TAREA ESCRITA 1.
Presenta como tabla Markdown, con las columnas «Nº» y «Línea», las líneas del listado comprendidas entre la que contiene «the green exit» y el final del listado, ambas incluidas. Numera cada fila y omite las líneas en blanco.
----
Con ocasión de este episodio de enésima deserción de un millonario de su tierra, se ha recuperado el «discurso» mediante el que otro joven rico youtuber o influencer (o sea, que influye en quienes le siguen) quiso justificar para hacer en su día lo que ahora el tal Rubius ha llevado a cabo. Este colega es conocido por el apodo de «Lolito» –todos los de este oficio tienen su apodo; se ve que es condición necesaria para ejercerlo–. Malagueño de origen, Manuel Fernández según su DNI, declaró hace dos años vía pantalla y proclamó a los cuatro vientos de la world wide web lo siguiente: «que me vaya a Andorra a evadir impuestos es completamente falso; en Andorra se paga impuestos, lo que pasa es que no te sablean como aquí en España». En esa misma declaración dice respetar que pueda venir quien le diga –y aquí adopta un tono de voz ridículo, lo que no es seña precisamente de mucho respeto– que por haber nacido en España tiene que pagar sus impuestos en su país natal para sufragar las escuelas. A lo que recuperando su tono de voz normal replica: «¡y un cipote! A mí España me ha dado muy poco». Vuelve al tono ridículo de voz para hablar por boca de quien le argumenta en contra que sí, que España «te ha dado tu salud y te ha dado tu instituto». A lo que otra vez con su voz de Lolito triunfador –selfmade gamer– replica que él no ha ido al instituto prácticamente; «he sido un desgraciado (sic) toda mi vida… España me ha dado muy poco», insiste. Y termina el clip de video denunciando que el Gobierno español «es una puta mierda» y que «en España se paga hasta un cincuenta por ciento de impuestos».
----
TAREA ESCRITA 2.
Traduce al inglés esta oración del texto de lectura: «Este colega es conocido por el apodo de «Lolito» –todos los de este oficio tienen su apodo; se ve que es condición necesaria para ejercerlo–.»
----
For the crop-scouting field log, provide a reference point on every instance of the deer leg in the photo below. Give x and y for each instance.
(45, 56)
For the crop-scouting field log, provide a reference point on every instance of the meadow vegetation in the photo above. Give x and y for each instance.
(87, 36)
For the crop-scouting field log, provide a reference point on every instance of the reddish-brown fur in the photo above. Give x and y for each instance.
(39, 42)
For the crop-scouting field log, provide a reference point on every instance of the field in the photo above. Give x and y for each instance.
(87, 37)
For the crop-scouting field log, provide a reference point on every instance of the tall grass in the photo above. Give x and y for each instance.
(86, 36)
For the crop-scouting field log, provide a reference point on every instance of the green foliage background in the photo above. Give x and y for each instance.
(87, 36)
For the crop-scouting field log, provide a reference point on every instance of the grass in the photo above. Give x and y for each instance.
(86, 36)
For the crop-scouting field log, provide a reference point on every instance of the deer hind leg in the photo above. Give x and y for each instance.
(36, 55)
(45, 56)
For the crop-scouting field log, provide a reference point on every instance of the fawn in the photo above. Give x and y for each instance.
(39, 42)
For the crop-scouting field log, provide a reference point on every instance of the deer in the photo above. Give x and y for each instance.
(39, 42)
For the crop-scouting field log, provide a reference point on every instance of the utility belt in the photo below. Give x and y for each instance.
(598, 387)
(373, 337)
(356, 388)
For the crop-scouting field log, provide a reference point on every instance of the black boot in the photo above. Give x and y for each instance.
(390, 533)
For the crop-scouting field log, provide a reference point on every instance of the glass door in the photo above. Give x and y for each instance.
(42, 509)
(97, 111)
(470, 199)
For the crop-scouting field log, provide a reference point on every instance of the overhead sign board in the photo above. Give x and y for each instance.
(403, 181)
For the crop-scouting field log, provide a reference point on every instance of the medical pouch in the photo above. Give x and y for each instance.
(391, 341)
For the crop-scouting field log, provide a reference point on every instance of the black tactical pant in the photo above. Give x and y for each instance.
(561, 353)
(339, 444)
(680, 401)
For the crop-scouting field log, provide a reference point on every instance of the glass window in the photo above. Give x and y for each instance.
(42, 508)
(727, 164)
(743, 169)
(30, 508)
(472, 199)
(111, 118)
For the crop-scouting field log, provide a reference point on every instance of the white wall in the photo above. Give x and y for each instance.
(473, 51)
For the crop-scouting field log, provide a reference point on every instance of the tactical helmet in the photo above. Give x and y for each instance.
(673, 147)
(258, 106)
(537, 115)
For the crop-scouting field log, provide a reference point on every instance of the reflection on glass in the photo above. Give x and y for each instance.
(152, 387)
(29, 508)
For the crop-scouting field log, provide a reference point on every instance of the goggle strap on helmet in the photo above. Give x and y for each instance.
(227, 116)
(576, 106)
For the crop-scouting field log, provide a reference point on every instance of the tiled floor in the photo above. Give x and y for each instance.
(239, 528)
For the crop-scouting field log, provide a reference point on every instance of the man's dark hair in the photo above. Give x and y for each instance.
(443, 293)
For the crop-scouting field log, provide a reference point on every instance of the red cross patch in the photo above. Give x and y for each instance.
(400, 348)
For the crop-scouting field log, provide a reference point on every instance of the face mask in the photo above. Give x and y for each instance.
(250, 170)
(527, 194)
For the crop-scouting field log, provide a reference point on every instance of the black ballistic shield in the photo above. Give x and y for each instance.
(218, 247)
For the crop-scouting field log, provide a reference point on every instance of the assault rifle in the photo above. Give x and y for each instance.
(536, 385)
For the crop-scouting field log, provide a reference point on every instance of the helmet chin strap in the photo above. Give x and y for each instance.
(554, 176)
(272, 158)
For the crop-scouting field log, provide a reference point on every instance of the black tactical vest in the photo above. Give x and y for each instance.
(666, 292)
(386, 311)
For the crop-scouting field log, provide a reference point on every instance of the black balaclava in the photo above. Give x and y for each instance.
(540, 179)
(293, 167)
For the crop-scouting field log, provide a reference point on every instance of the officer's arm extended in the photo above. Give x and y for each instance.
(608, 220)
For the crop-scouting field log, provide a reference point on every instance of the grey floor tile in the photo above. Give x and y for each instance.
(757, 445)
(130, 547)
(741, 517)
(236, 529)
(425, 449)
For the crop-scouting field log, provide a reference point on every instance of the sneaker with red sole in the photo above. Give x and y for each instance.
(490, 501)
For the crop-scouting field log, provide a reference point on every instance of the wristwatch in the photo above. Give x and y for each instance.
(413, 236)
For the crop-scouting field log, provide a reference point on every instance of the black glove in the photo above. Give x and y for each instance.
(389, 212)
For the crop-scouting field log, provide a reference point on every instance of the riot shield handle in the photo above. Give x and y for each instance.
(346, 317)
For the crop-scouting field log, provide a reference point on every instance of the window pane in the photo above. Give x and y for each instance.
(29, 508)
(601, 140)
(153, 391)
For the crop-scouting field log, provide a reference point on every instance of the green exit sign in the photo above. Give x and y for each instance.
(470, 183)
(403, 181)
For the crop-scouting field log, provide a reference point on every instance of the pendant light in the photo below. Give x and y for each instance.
----
RESPUESTA DEL EJERCICIO 1.
| Nº | Línea |
|---|---|
| 1 | For the crop-scouting field log, provide a reference point on every instance of the green exit sign in the photo above. Give x and y for each instance. |
| 2 | (470, 183) |
| 3 | (403, 181) |
| 4 | For the crop-scouting field log, provide a reference point on every instance of the pendant light in the photo below. Give x and y for each instance. |

RESPUESTA DEL EJERCICIO 2.
This colleague is known by the nickname "Lolito" (everyone in this line of work has a nickname; apparently it is a necessary condition for practicing it).